* [Exercise objective] Copy out every line of the records below word for word, with nothing changed or left out.

* [Excerpts from location labeling data]
----------------------------------------

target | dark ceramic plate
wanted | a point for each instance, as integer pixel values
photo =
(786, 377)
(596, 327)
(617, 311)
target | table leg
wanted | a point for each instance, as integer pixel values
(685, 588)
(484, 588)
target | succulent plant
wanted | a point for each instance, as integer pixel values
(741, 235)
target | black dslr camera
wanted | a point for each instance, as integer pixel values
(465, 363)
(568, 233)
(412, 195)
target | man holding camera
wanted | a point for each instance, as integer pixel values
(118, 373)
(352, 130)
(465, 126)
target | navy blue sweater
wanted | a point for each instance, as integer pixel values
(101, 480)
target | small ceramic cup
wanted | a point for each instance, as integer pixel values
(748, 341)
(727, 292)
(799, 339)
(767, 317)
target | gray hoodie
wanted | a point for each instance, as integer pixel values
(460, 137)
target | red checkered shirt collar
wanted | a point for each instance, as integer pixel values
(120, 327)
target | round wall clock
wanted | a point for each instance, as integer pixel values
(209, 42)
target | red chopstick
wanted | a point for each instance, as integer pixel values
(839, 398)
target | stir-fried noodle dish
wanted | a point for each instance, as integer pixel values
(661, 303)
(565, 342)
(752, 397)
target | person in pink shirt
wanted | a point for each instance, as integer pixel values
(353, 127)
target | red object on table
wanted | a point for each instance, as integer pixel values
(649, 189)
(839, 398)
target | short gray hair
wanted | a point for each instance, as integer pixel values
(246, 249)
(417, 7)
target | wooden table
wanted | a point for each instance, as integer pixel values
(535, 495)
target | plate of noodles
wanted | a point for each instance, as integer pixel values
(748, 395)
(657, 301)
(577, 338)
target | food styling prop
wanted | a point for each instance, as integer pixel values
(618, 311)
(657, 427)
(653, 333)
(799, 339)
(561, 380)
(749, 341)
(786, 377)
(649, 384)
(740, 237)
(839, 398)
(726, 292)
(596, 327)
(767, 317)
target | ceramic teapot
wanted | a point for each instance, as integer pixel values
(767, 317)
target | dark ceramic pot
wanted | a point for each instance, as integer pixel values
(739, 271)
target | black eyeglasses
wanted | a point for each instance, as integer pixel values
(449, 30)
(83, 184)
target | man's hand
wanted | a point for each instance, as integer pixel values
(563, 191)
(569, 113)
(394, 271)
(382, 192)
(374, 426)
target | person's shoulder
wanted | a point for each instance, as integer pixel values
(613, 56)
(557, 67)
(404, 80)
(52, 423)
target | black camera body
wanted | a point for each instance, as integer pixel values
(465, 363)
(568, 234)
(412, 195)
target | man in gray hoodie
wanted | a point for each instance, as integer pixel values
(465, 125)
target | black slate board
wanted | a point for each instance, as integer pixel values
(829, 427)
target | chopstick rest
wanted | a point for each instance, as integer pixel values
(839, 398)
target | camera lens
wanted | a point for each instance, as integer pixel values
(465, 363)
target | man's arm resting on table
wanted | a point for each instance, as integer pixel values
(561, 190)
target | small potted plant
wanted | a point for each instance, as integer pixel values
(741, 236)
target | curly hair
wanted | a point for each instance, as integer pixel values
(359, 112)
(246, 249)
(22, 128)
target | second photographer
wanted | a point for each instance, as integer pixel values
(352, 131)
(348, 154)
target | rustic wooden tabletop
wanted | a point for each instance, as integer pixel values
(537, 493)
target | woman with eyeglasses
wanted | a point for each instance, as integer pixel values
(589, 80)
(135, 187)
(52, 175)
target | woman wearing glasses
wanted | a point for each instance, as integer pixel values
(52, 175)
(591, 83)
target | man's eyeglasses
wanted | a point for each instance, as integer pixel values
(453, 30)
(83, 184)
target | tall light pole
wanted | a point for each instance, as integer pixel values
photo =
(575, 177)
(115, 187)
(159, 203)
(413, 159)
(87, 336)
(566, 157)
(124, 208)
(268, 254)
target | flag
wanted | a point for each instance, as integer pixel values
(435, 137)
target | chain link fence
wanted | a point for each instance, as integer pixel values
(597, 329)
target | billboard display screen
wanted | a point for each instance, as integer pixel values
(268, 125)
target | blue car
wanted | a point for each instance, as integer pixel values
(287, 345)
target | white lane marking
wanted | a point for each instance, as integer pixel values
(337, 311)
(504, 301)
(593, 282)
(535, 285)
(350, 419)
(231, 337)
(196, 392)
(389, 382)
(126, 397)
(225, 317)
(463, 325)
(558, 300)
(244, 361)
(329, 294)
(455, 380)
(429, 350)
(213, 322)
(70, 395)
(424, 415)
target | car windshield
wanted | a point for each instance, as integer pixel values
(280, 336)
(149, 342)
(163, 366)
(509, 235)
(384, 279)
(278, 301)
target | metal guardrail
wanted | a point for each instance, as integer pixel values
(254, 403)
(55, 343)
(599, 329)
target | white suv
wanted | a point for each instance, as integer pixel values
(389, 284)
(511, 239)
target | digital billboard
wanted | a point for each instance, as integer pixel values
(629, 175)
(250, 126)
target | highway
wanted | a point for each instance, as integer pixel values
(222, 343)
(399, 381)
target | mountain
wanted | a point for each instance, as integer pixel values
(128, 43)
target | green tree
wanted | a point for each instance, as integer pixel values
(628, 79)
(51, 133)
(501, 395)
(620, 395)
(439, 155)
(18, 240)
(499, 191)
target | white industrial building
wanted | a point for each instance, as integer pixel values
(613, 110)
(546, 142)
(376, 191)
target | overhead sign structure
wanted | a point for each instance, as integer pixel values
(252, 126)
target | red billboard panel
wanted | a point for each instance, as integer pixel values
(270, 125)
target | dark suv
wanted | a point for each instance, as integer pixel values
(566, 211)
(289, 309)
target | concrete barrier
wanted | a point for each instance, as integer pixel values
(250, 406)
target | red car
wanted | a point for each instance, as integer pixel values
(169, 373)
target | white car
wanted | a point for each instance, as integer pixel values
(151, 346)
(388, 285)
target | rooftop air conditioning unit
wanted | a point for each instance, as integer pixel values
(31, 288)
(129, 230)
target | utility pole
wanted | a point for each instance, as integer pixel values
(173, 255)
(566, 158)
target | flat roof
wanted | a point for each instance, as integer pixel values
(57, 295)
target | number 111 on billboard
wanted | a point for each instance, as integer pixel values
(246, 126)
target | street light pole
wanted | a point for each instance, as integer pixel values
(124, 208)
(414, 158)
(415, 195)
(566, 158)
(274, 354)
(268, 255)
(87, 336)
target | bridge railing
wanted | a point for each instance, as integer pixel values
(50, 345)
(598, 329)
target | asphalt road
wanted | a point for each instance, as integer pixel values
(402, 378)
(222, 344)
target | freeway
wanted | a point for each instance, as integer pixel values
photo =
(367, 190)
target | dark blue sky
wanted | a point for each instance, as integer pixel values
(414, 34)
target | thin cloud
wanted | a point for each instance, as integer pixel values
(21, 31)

----------------------------------------

* [Result below]
target | dark ceramic plate
wanted | a point for each instance, as integer pixel values
photo =
(786, 377)
(596, 327)
(617, 311)
target | table leg
wanted | a point for each instance, as integer pixel values
(685, 588)
(484, 588)
target | succulent plant
wanted | a point for each instance, as integer pixel values
(741, 235)
target | black dslr camera
wanted | a point for each instance, as integer pixel values
(465, 363)
(568, 233)
(412, 195)
target | man holding camera
wanted | a point for each instance, as integer pixel values
(118, 373)
(352, 130)
(465, 126)
target | navy blue sweater
wanted | a point for each instance, as integer pixel values
(101, 480)
target | small ceramic cup
wanted | a point for each instance, as integer pixel values
(748, 341)
(727, 292)
(799, 339)
(767, 317)
target | gray hoodie
wanted | a point for each instance, as integer pixel values
(460, 137)
target | red checkered shirt collar
wanted | a point for each instance, as integer pixel values
(120, 327)
target | round wall clock
wanted | a point for each instance, as integer pixel values
(209, 42)
target | red chopstick
wanted | a point for each instance, as integer pixel values
(839, 398)
target | stir-fried noodle dish
wanted | a point for each instance, as integer pixel values
(661, 303)
(565, 342)
(752, 397)
target | person in pink shirt
wanted | a point for each instance, as integer pixel values
(353, 127)
target | red object on table
wanted | a point for each instance, as integer pixel values
(649, 189)
(839, 398)
target | short gray hair
wanted | a point for each instance, as integer pixel values
(246, 249)
(417, 7)
target | wooden table
wanted | a point for each instance, as integer pixel values
(535, 495)
target | plate of noodles
wanted | a point for each instance, as integer pixel values
(748, 395)
(657, 301)
(577, 338)
target | food styling prop
wanted | a point for each instance, as integer pixel values
(618, 311)
(657, 427)
(653, 333)
(799, 339)
(561, 380)
(749, 341)
(786, 377)
(649, 384)
(740, 237)
(839, 398)
(726, 292)
(596, 327)
(767, 317)
target | ceramic teapot
wanted | a point for each instance, as integer pixel values
(767, 317)
target | dark ceramic pot
wanted | a point for each instance, as integer pixel values
(739, 271)
target | black eyeglasses
wanted | a point for each instance, as integer pixel values
(449, 30)
(83, 184)
target | man's hand
wanted | a point for each instance, as integer pixel values
(563, 191)
(569, 113)
(394, 271)
(382, 192)
(374, 426)
target | person's shoulder
wanted | a point for each instance, as integer pixel values
(613, 56)
(557, 67)
(404, 80)
(52, 423)
target | black camera body
wanted | a point for each instance, as integer pixel values
(465, 363)
(568, 234)
(412, 195)
target | man in gray hoodie
wanted | a point for each instance, as integer pixel values
(465, 125)
target | black slate board
wanted | a point for each instance, as integer pixel values
(829, 427)
target | chopstick rest
wanted | a point for each instance, as integer pixel values
(839, 398)
target | camera lens
wanted | a point for each instance, as integer pixel values
(465, 363)
target | man's arm resting on table
wanted | a point for each instance, as integer pixel values
(561, 190)
target | small potted plant
wanted | a point for each instance, as integer pixel values
(741, 236)
target | curly hair
wanted | a point for each instance, as integer pixel values
(359, 112)
(246, 249)
(22, 128)
target | second photographer
wanted | a point for each instance, as integer pixel values
(352, 131)
(348, 154)
target | rustic wooden tabletop
wanted | a point for each instance, as integer pixel values
(537, 493)
target | woman with eyeglasses
wanted | a point for each instance, as integer pixel values
(589, 80)
(135, 187)
(52, 175)
target | woman wearing glasses
wanted | a point for each instance, as integer pixel values
(52, 175)
(591, 83)
target | man's eyeglasses
wanted | a point for each instance, as integer pixel values
(453, 30)
(83, 184)
target | tall light pole
wanted | a point for each instance, as integer pixel values
photo =
(575, 177)
(115, 187)
(159, 203)
(413, 159)
(87, 336)
(566, 157)
(124, 208)
(268, 254)
target | flag
wanted | a point for each instance, as integer pixel values
(435, 137)
target | chain link fence
wanted | a point for each instance, as integer pixel values
(597, 329)
target | billboard display screen
wanted | a point for each instance, as integer pixel values
(268, 125)
target | blue car
wanted | a point for each instance, as integer pixel values
(287, 345)
target | white lane marking
wanted | a point for each instance, as integer pixel values
(337, 311)
(504, 301)
(593, 282)
(535, 285)
(350, 419)
(231, 337)
(196, 392)
(389, 382)
(126, 397)
(225, 317)
(463, 325)
(558, 300)
(244, 361)
(329, 294)
(455, 380)
(429, 350)
(213, 322)
(70, 395)
(424, 415)
target | car windshield
wanted | a point for each instance, as integer pixel values
(280, 336)
(149, 342)
(163, 366)
(509, 235)
(384, 279)
(278, 301)
target | metal guardrail
wanted | a point for each instance, as integer pixel values
(254, 403)
(55, 343)
(599, 329)
target | white suv
wanted | a point for each instance, as integer pixel values
(389, 284)
(511, 239)
target | digital billboard
wanted | a point for each instance, as integer pixel values
(629, 175)
(250, 126)
target | highway
wanted | a point for each instance, as integer pixel values
(222, 343)
(399, 381)
target | mountain
wanted | a point for each instance, as integer pixel values
(128, 43)
target | green tree
wanted | a point for each instance, as integer pixel values
(628, 79)
(51, 133)
(501, 395)
(620, 395)
(439, 155)
(18, 240)
(499, 191)
target | white industrial building
wanted | a point for each instance, as integer pixel values
(613, 110)
(546, 142)
(376, 191)
target | overhead sign structure
wanted | a point for each instance, as integer pixel values
(252, 126)
target | red billboard panel
wanted | a point for each instance, as integer pixel values
(270, 125)
target | dark suv
wanted | a point for each instance, as integer pixel values
(566, 211)
(289, 309)
target | concrete barrier
wanted | a point for each instance, as integer pixel values
(250, 406)
target | red car
wanted | a point for each instance, as integer pixel values
(169, 373)
target | white car
wanted | a point for each instance, as integer pixel values
(151, 346)
(388, 285)
target | rooftop air conditioning unit
wanted | a point for each instance, as integer pixel values
(31, 288)
(129, 230)
target | utility pole
wanted | a point for each instance, as integer pixel values
(173, 255)
(566, 158)
target | flat roof
wanted | a point for each instance, as integer pixel values
(57, 295)
target | number 111 on billboard
wanted | a point for each instance, as integer pixel values
(246, 126)
target | street light pole
wanted | a point for each instance, as integer pixel values
(124, 208)
(414, 158)
(415, 195)
(566, 158)
(274, 354)
(268, 255)
(87, 336)
target | bridge railing
wanted | a point for each instance, as integer pixel values
(50, 345)
(598, 329)
target | asphalt road
wanted | a point for each instance, as integer pixel values
(402, 378)
(222, 344)
target | freeway
wanted | a point for each instance, as integer pixel values
photo =
(367, 190)
target | dark blue sky
wanted | a point for each instance, as integer pixel values
(414, 34)
target | thin cloud
wanted | a point for each instance, as integer pixel values
(21, 31)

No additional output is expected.